**** 入力データ
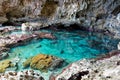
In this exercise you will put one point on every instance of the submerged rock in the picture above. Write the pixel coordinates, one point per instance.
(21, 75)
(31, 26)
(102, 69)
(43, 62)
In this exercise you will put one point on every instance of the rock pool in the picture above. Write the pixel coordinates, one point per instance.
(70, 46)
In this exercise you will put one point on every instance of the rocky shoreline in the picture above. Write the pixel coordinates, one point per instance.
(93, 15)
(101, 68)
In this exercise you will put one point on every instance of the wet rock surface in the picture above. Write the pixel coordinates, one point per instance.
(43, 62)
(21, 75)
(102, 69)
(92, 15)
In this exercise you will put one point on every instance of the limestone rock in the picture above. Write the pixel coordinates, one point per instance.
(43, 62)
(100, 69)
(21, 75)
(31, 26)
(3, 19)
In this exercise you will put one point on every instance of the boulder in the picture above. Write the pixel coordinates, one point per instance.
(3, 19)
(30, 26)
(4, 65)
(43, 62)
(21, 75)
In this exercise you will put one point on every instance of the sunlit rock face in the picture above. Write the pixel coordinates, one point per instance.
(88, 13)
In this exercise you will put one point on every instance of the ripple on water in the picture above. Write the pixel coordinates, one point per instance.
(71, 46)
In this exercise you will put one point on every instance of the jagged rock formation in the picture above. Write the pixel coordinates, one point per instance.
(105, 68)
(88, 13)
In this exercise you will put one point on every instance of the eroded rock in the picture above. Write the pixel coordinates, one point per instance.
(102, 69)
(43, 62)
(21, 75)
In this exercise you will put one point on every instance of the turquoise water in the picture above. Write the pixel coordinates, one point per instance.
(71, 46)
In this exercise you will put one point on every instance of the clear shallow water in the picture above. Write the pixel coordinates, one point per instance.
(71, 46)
********
**** 入力データ
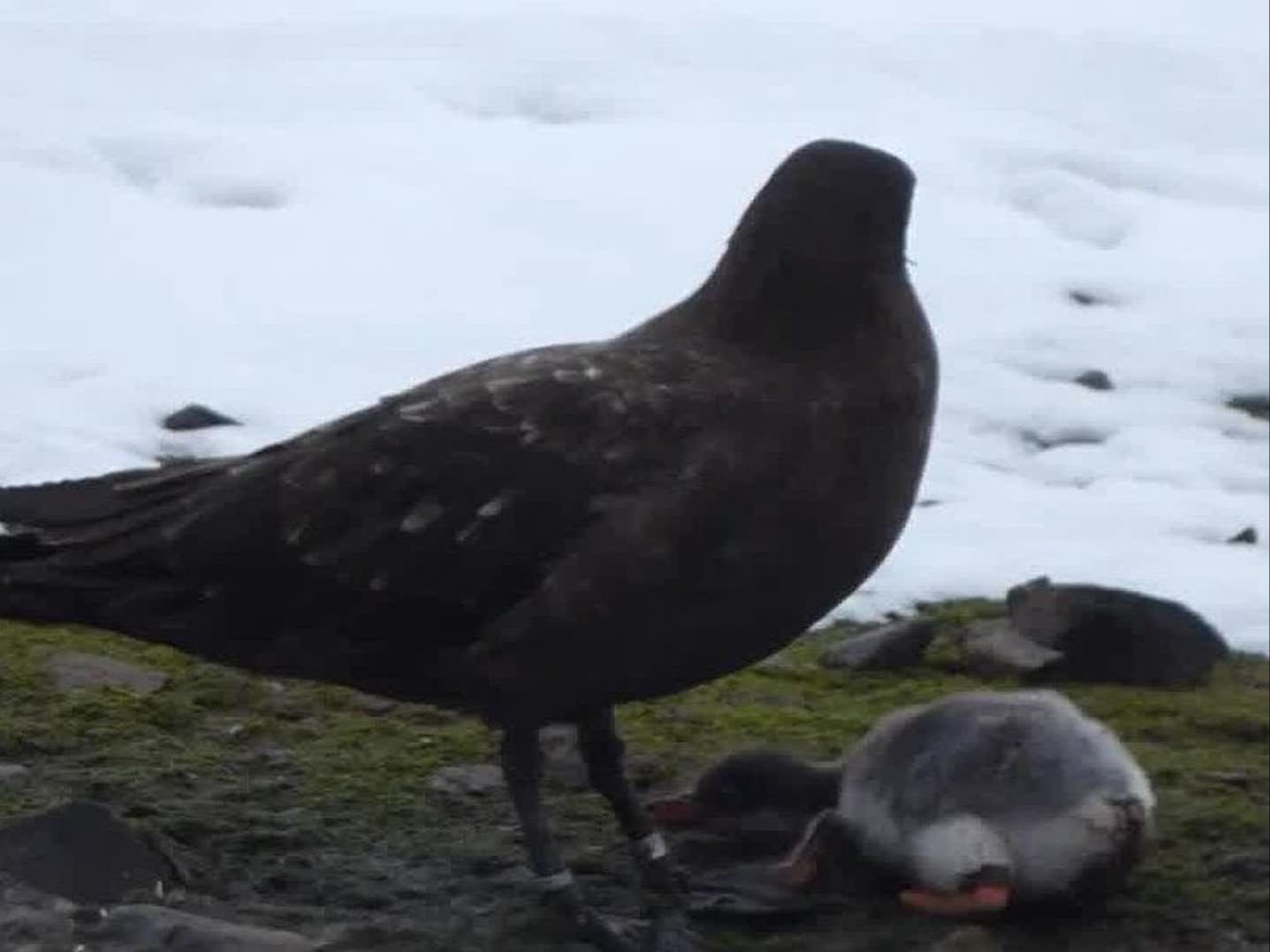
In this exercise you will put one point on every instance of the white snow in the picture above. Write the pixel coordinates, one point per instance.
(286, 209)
********
課題内容 —
上の記録のうち、「white」という文字列を含む行の数だけを答えよ。大文字と小文字は区別する。

解答出力 —
1